WORK INSTRUCTIONS → Look through the data below. Collect every line where the word "query" occurs.

Point localization data:
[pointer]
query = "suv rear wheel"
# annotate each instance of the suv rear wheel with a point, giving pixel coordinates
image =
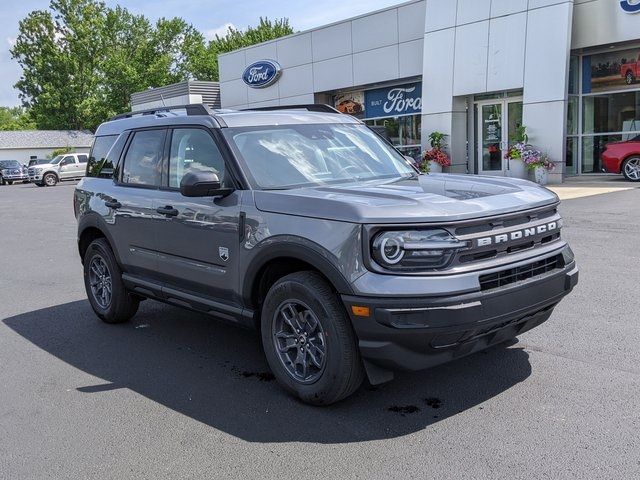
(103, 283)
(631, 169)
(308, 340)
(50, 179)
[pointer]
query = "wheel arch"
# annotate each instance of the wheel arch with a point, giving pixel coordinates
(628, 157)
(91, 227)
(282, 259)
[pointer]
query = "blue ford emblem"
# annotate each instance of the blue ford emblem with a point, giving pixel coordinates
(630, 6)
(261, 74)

---

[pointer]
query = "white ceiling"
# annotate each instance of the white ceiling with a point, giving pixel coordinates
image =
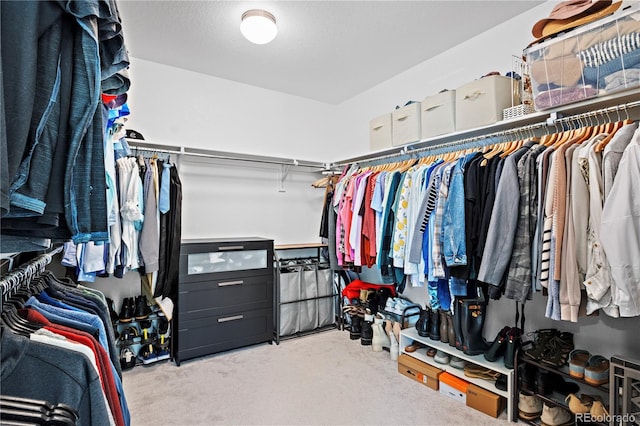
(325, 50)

EXERCISE OUTPUT →
query = "suv rear wheel"
query = "wheel arch"
query = "blue ford emblem"
query = "white ceiling"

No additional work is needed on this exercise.